[start Record excerpts]

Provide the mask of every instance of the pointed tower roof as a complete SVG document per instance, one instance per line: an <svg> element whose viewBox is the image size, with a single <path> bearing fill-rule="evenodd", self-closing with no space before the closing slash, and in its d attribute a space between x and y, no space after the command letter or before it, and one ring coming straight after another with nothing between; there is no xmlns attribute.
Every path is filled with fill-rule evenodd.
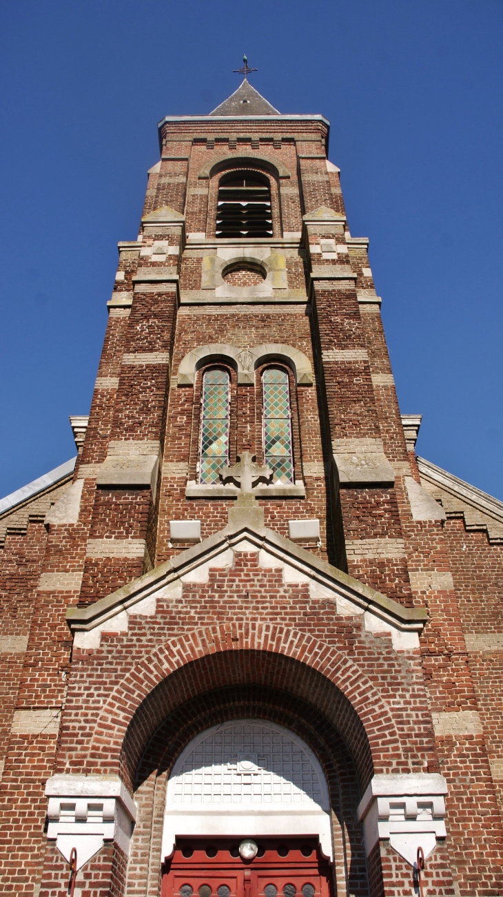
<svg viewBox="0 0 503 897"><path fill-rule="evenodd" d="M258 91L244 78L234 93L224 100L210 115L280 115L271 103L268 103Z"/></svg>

[end Record excerpts]
[start Record excerpts]

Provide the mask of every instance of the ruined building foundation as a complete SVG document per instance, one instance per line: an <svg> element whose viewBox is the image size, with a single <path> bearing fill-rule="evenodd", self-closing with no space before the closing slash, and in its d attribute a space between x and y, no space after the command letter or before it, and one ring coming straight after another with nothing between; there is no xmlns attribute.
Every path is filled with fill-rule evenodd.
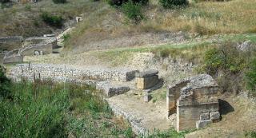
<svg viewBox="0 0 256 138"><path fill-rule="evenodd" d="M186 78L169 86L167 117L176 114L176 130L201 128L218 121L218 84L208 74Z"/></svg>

[end Record excerpts]

### [Task statement]
Write out everything from the line containing "Provide the mask of every instance of the pointed" down to the line containing "91L244 78L234 93L224", both included, as a JSON list of strings, one string per line, with blank lines dropped. Leave the pictures out of your answer.

### [The result]
[
  "Provide the mask of every instance of the pointed tower roof as a complete SVG document per instance, one instance per line: an <svg> element whose viewBox is the image size, with a single <path> bearing fill-rule=\"evenodd\", self-closing with no space before the closing slash, and in its d attribute a space between x and y, no space after the command letter or before it, and one ring coming straight after another with nothing between; there is no xmlns attribute.",
  "Every path is filled with fill-rule evenodd.",
  "<svg viewBox=\"0 0 503 897\"><path fill-rule=\"evenodd\" d=\"M258 91L244 78L234 93L224 100L210 115L280 115L271 103L268 103Z\"/></svg>"
]